WRITTEN EXERCISE:
Copy the records from the start through the line holding "466 653 L 462", both included, and give back only those lines. Copy the requests as they are, including their sample outlines, but multiply every point coordinate in the answers by 0.95, rounding each to a whole number with halves going up.

===== GIVEN DATA

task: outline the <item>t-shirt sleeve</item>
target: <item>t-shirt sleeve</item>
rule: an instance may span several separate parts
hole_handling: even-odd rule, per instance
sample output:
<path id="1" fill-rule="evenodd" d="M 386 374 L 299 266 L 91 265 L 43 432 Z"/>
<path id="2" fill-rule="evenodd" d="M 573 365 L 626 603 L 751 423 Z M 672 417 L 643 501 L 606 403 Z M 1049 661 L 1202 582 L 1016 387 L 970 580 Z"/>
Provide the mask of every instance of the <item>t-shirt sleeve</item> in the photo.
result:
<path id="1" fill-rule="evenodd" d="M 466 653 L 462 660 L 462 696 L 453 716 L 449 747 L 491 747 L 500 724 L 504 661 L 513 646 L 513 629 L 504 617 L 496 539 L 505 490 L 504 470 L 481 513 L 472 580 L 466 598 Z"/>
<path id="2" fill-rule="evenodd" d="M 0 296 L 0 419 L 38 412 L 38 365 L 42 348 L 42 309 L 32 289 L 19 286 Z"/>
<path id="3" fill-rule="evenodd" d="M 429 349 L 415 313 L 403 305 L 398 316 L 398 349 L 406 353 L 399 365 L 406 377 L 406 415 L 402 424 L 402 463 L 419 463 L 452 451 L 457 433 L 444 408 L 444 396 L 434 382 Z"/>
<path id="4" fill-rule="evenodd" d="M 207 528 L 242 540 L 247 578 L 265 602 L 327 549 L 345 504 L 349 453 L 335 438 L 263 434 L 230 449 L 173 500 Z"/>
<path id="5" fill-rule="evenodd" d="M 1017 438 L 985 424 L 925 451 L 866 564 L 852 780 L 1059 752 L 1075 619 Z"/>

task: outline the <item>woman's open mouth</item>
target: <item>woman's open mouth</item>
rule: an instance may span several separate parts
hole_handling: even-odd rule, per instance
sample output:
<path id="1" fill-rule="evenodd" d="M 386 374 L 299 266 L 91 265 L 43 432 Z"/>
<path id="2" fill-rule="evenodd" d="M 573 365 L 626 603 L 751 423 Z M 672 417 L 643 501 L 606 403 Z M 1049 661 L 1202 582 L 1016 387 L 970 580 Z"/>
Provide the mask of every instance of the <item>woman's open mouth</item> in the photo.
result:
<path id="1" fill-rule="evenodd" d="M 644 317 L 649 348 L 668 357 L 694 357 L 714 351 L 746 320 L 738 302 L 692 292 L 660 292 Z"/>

==========

SOLUTION TO THIS TASK:
task: outline the <item>t-shirt sleeve</item>
target: <item>t-shirt sleeve</item>
rule: an instance may span several separate parts
hole_handling: even-odd rule, per instance
sample output:
<path id="1" fill-rule="evenodd" d="M 386 374 L 299 266 L 91 265 L 43 432 Z"/>
<path id="2" fill-rule="evenodd" d="M 573 365 L 626 603 L 751 423 Z M 672 417 L 643 501 L 606 403 Z M 1049 661 L 1202 582 L 1016 387 L 970 580 Z"/>
Provide the mask of every instance of the <item>t-shirt sleeve</item> in the photo.
result:
<path id="1" fill-rule="evenodd" d="M 443 620 L 439 627 L 439 661 L 430 680 L 427 710 L 466 710 L 475 688 L 479 628 L 487 614 L 487 598 L 479 586 L 471 512 L 480 466 L 479 447 L 457 487 L 448 551 L 443 568 Z"/>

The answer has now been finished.